START Task material

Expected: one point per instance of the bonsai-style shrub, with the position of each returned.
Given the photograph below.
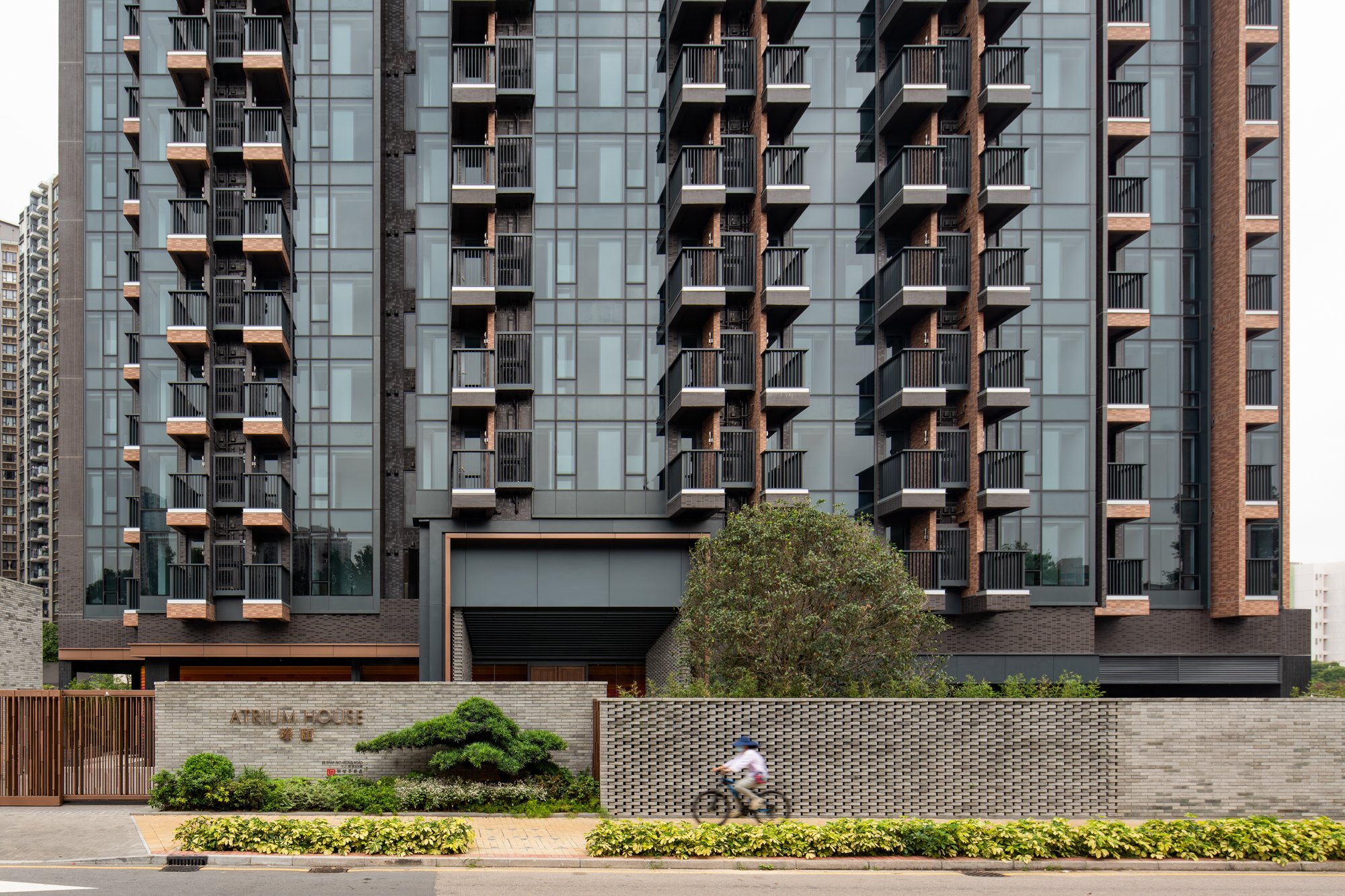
(475, 733)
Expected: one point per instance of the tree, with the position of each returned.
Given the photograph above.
(475, 733)
(790, 600)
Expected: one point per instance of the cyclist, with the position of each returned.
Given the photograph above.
(750, 763)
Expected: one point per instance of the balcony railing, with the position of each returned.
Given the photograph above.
(785, 167)
(1261, 292)
(1125, 577)
(514, 456)
(1126, 386)
(1261, 482)
(190, 581)
(1126, 291)
(1261, 198)
(1003, 368)
(1004, 67)
(1001, 469)
(1262, 577)
(782, 470)
(1126, 482)
(189, 34)
(1126, 196)
(1126, 11)
(189, 399)
(1126, 99)
(1261, 388)
(267, 581)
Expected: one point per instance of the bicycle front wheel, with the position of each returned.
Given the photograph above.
(711, 806)
(777, 806)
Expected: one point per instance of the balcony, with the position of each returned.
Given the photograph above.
(267, 591)
(266, 143)
(268, 239)
(1128, 30)
(782, 475)
(914, 85)
(1126, 493)
(697, 88)
(270, 502)
(188, 61)
(474, 482)
(189, 331)
(474, 274)
(268, 413)
(189, 229)
(189, 145)
(189, 506)
(189, 404)
(268, 323)
(1003, 486)
(267, 57)
(787, 89)
(695, 385)
(911, 283)
(1128, 122)
(696, 186)
(474, 378)
(911, 382)
(696, 286)
(1004, 87)
(1128, 307)
(1004, 290)
(911, 186)
(1126, 399)
(695, 485)
(1262, 579)
(1004, 185)
(514, 459)
(514, 361)
(910, 481)
(1003, 388)
(190, 595)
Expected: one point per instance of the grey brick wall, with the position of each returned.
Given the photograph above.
(21, 635)
(987, 758)
(193, 717)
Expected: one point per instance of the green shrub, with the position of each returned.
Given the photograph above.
(297, 837)
(1229, 838)
(475, 733)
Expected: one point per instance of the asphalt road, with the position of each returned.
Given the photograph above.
(244, 881)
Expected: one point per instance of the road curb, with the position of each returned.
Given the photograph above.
(236, 860)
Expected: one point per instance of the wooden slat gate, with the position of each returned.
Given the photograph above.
(76, 745)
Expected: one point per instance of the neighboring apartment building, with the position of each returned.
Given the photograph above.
(426, 335)
(1320, 588)
(38, 381)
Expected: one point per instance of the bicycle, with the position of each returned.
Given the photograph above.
(718, 806)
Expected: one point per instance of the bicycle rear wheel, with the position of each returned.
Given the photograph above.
(711, 807)
(777, 806)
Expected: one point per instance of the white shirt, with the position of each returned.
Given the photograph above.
(748, 759)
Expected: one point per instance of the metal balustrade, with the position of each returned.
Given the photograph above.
(1003, 469)
(1126, 291)
(1261, 292)
(1125, 577)
(1126, 196)
(1003, 368)
(1261, 388)
(1126, 99)
(1126, 386)
(1125, 482)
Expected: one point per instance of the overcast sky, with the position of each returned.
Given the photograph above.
(1317, 532)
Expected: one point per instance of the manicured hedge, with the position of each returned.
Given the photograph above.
(315, 837)
(1230, 838)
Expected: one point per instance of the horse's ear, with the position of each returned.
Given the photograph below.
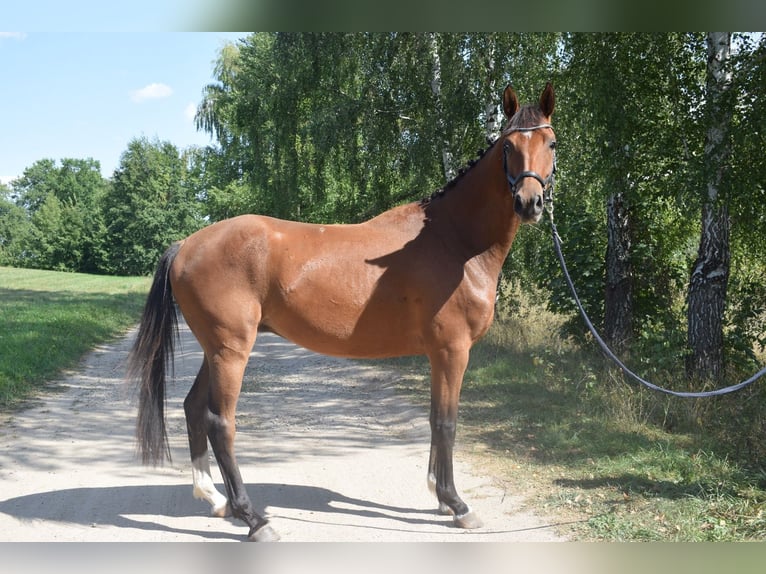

END Task material

What the task requires: Can you rescale the records starting at the line that contains "Expected: one point per instance of the asphalt" and ending at the line that contains "(1317, 532)", giving back only those lines, requests included, with every point coordinate in the answers multiplied by 0.9 and rounded to a whole number, halves rounded up?

Reply:
Expected: one point per instance of the asphalt road, with the position of each returned.
Given the photograph above.
(220, 793)
Expected: one point per instance of the road curb, with the position of each returned.
Given the photograph above.
(212, 774)
Expected: one point per instance of the wooden slat gate, with the position of each returned.
Given the photograph above.
(68, 671)
Expected: one point per instance of the neighboring apartment building, with the position of each returned.
Given the photograph above.
(383, 302)
(1188, 529)
(34, 343)
Expected: one point per instance of the bicycle, with the position of each returned.
Given the photograph above.
(646, 725)
Expected: one point per instance of the bicycle rear wheel, with the position of each returned.
Given the photograph above.
(640, 726)
(699, 725)
Expected: one point per instance of the white shirt, with the position of each returned.
Given the photograph above.
(673, 683)
Expected: one point per instance of the metal balustrade, with the position of each returned.
Given the photograph above.
(903, 422)
(1013, 262)
(1135, 263)
(1013, 519)
(1013, 176)
(903, 331)
(1135, 349)
(1013, 89)
(1013, 347)
(1013, 434)
Expected: one point per instance of the overcast sky, with the position of each returned.
Given the photograph above.
(1185, 479)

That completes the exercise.